(Record extracts Opens)

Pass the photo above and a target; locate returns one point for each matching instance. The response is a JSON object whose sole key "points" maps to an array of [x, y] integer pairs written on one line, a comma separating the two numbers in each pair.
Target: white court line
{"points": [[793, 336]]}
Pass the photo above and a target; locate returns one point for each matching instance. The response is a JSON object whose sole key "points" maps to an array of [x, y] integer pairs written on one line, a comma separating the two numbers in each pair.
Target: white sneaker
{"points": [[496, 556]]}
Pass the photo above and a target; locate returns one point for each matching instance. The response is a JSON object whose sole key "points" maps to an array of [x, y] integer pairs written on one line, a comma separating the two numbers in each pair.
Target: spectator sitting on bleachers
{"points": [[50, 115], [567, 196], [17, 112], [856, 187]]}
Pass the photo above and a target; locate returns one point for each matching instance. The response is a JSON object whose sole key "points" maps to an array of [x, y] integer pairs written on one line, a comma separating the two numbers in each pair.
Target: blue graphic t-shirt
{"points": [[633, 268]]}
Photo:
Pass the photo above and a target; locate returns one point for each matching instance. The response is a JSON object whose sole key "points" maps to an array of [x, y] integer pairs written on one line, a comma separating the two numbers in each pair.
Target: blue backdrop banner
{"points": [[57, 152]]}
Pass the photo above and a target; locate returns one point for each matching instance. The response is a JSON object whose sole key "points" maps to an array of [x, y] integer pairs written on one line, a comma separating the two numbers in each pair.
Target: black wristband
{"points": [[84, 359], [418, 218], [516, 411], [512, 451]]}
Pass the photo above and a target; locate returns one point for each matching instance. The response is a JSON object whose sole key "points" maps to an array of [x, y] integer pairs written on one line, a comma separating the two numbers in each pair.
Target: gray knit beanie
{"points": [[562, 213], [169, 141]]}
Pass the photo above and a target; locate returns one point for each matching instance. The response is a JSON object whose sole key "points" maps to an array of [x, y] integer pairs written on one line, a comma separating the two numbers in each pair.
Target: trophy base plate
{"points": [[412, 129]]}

(Record extracts Closes)

### About this exercise
Could you reproduce the data above exactly as given?

### Answer section
Pass the photo above and a target; locate returns one point for each matching instance. The response is a JSON object whose sole key "points" maps to an array of [x, y] integer pairs written on one line, a comma separating the two numbers in each pair.
Target: white court line
{"points": [[793, 336]]}
Pass the photo above and a target; locate returns one point for each matching instance. The response is a JSON object whose sole key "points" maps to an array of [x, y] integer pairs written on one line, a comma separating the two numbers in each pair.
Target: white sneaker
{"points": [[496, 556]]}
Pass the photo above and a target; locate returns one point for each matching instance. The response is a JSON object whose sole key "points" maps to an array of [x, y] integer pairs written on one line, a comma separating the two numbers in each pair.
Target: spectator sitting on bleachers
{"points": [[50, 115], [567, 196], [17, 112], [856, 187]]}
Pass the photo above and a target; locate returns one point for each matching instance. The response is a JSON object whose sole key "points" maps to an array of [x, y] integer pairs written on one line, a comma separating the two numbers in each pair.
Target: blue graphic t-shirt
{"points": [[633, 268]]}
Photo:
Pass the photo above and a target; locate returns one point for each matching instance. The response is a JSON object whose sole key "points" maps to an array of [x, y] integer pairs written on one line, a comma separating the two numbers in each pair.
Target: blue backdrop banner
{"points": [[57, 152]]}
Pass the photo above and a target; locate returns one point for each matching instance. The response is a JSON object whose sole key "points" maps to an array of [x, y] integer pairs written on one line, a comma separating the two numbers in each pair.
Target: black wristband
{"points": [[84, 359], [418, 218], [516, 411], [512, 451]]}
Pass the photo above and a target; locate returns one point for each matching instance. The response is a JSON object whose sole key "points" maps to an array of [x, y] integer pairs written on one line, a comma separating the two numbers in each pair.
Target: gray knit beanie
{"points": [[562, 213], [169, 141]]}
Pass the photo above and a target; locate returns one point for each matching instance. The response is a JSON object whose sole key "points" maps to an array of [x, y] integer pairs written on one line, a comma separating the two numbers in each pair.
Target: trophy base plate
{"points": [[412, 129]]}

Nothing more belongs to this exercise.